Directive: Reproduce the material below word for word, from its first line through the line that contains "40), (287, 198)]".

◆ ◆ ◆ ◆ ◆ ◆ ◆

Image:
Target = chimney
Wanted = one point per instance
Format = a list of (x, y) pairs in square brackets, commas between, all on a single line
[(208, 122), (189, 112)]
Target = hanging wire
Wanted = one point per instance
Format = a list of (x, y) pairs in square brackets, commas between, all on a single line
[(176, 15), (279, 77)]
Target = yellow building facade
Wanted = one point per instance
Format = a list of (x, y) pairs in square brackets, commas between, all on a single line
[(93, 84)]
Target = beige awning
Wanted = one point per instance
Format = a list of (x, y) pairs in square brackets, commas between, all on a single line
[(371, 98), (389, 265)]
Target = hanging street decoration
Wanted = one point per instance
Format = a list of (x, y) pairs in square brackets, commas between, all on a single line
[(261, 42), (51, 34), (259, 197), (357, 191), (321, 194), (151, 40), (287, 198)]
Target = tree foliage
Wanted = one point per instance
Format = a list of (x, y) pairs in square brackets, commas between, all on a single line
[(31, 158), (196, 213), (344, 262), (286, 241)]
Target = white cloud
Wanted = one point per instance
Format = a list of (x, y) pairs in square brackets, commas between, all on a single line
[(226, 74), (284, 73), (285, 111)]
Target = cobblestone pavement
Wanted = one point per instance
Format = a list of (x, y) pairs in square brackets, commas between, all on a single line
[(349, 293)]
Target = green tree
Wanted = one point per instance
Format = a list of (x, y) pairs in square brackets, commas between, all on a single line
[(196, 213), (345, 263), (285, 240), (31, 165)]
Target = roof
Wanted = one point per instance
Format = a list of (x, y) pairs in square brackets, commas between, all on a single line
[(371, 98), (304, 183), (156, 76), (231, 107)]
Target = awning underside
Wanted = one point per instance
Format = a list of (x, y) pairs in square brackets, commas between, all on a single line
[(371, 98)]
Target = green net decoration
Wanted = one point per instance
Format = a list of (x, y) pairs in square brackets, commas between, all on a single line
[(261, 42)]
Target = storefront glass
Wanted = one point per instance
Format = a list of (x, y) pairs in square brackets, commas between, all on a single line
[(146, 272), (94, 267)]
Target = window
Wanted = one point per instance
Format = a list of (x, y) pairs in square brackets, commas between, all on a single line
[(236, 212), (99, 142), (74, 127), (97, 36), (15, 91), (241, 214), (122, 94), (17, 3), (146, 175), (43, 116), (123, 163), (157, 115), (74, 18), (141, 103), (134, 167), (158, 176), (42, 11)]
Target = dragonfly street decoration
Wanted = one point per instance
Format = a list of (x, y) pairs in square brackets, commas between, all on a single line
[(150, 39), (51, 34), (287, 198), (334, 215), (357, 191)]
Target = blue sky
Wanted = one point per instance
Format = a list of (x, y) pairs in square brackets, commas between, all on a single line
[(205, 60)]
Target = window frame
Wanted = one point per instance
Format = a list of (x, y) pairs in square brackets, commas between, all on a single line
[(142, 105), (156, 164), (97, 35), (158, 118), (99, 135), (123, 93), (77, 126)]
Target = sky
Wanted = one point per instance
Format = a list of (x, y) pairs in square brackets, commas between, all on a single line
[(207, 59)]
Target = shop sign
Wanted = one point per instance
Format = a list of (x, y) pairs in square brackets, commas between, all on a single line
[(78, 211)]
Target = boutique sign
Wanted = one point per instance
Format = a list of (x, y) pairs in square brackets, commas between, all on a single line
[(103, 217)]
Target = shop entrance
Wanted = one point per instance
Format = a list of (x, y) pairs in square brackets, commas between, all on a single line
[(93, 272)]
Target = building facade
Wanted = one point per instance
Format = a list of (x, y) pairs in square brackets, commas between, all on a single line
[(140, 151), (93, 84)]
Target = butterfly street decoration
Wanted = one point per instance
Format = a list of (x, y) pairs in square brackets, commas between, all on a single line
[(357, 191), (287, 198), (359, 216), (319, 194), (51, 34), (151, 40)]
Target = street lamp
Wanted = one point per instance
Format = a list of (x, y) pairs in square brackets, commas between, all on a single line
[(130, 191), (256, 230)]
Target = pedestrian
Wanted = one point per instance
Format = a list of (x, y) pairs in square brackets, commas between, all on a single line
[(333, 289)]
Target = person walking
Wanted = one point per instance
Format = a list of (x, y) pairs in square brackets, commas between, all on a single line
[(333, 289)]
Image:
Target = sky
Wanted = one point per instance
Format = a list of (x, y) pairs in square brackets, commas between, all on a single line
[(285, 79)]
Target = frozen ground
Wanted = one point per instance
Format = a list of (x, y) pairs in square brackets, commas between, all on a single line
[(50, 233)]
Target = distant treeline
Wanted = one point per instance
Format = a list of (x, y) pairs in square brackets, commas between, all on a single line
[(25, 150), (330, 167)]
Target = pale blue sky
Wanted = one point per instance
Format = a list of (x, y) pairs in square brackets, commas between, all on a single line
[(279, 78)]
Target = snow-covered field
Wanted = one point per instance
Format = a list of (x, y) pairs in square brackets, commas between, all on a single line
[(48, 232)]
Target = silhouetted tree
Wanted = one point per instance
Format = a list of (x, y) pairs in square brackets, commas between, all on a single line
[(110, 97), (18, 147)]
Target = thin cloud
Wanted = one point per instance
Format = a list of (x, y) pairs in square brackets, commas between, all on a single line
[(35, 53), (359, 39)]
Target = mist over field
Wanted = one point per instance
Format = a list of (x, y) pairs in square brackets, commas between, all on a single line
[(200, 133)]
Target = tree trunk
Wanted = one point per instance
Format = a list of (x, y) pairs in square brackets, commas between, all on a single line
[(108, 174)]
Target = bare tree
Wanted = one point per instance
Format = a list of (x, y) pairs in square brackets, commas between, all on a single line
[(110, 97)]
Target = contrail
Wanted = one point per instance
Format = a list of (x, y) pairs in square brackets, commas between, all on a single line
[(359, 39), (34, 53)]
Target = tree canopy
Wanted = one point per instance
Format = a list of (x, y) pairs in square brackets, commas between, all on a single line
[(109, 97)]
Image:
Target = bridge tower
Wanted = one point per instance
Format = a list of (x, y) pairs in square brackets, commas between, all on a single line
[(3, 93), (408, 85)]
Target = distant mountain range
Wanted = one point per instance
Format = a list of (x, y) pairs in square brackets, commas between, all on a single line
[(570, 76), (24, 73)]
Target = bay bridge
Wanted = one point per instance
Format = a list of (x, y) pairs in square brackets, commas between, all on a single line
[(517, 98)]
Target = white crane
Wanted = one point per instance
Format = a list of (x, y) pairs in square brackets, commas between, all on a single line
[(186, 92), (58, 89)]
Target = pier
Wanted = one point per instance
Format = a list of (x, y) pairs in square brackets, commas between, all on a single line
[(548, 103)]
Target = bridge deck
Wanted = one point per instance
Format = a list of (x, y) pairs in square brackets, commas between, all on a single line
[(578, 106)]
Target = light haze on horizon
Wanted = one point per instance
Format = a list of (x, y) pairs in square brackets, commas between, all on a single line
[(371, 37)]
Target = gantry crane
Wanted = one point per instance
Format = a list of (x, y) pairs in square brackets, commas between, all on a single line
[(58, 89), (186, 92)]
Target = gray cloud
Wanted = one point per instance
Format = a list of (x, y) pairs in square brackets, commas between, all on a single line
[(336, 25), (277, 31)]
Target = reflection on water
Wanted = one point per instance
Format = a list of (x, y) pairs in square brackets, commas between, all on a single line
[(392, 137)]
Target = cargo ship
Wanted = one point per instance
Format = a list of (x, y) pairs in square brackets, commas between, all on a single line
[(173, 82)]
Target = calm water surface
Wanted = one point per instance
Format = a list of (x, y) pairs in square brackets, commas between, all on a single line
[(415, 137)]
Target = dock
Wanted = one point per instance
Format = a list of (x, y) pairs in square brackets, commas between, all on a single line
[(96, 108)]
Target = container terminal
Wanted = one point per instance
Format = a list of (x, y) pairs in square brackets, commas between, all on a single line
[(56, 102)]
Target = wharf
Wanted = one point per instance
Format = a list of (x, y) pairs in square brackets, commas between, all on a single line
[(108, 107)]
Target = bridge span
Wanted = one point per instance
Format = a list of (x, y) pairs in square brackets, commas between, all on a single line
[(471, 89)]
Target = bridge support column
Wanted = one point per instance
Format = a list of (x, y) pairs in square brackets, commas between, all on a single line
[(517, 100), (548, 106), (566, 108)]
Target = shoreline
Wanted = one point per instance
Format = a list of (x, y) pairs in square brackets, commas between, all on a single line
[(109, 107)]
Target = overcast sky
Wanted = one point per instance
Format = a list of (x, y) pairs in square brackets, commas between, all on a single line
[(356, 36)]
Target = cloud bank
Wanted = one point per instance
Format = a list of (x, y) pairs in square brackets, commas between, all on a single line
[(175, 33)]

◆ ◆ ◆ ◆ ◆ ◆ ◆

Exercise response:
Image:
Target = chimney
Wanted = one point per instance
Format = a list of (x, y) pairs in square brackets, commas between, all on a single line
[(208, 122), (189, 112)]
Target = hanging wire
Wanted = one point per instance
Format = a list of (x, y) pairs in square brackets, commas between, all on a single line
[(176, 15), (279, 77)]
Target = yellow building facade
Wanted = one point per instance
Format = a list of (x, y) pairs in square brackets, commas between, all on a single line
[(93, 84)]
Target = beige awning
Wanted = one point per instance
Format = a list of (x, y) pairs in square brackets, commas between, all on a single line
[(371, 98), (389, 265)]
Target = hanging street decoration
Wanted = one point per instance
Format = a list of (x, y) pairs in square brackets, commas between, all on a single line
[(261, 42), (51, 34), (259, 197), (357, 191), (321, 194), (151, 40), (287, 198)]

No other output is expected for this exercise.